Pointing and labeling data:
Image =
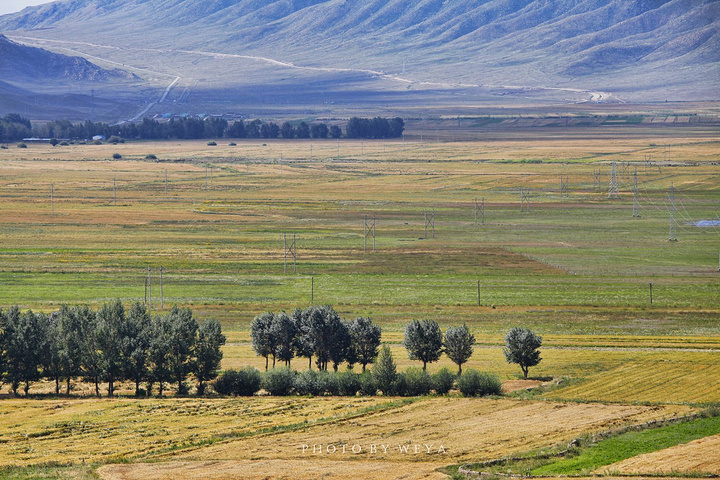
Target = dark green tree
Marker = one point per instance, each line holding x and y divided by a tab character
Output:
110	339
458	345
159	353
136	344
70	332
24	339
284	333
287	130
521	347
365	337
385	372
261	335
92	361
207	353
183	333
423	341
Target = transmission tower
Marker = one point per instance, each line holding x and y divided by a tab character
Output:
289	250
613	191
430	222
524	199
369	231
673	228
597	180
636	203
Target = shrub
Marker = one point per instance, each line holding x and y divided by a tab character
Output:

--

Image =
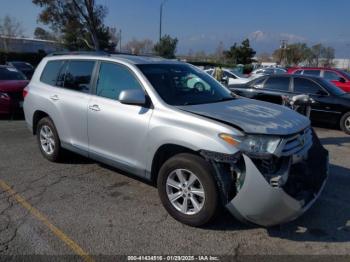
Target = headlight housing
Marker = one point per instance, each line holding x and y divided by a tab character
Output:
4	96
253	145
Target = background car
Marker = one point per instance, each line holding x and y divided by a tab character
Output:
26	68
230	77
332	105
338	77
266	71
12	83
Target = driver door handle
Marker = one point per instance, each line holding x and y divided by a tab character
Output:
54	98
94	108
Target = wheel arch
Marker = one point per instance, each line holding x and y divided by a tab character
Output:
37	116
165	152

• _WHAT NEEDS TO BE DONE_
Locate every line in the data above that contains the word "Target", matching case exactly, and copy each of those lines.

• _COMPLETE ANSWER_
Target = dark green tree
Target = transmission tower
Target = shrub
Target = headlight housing
Target = background car
Target = driver door handle
Target = wheel arch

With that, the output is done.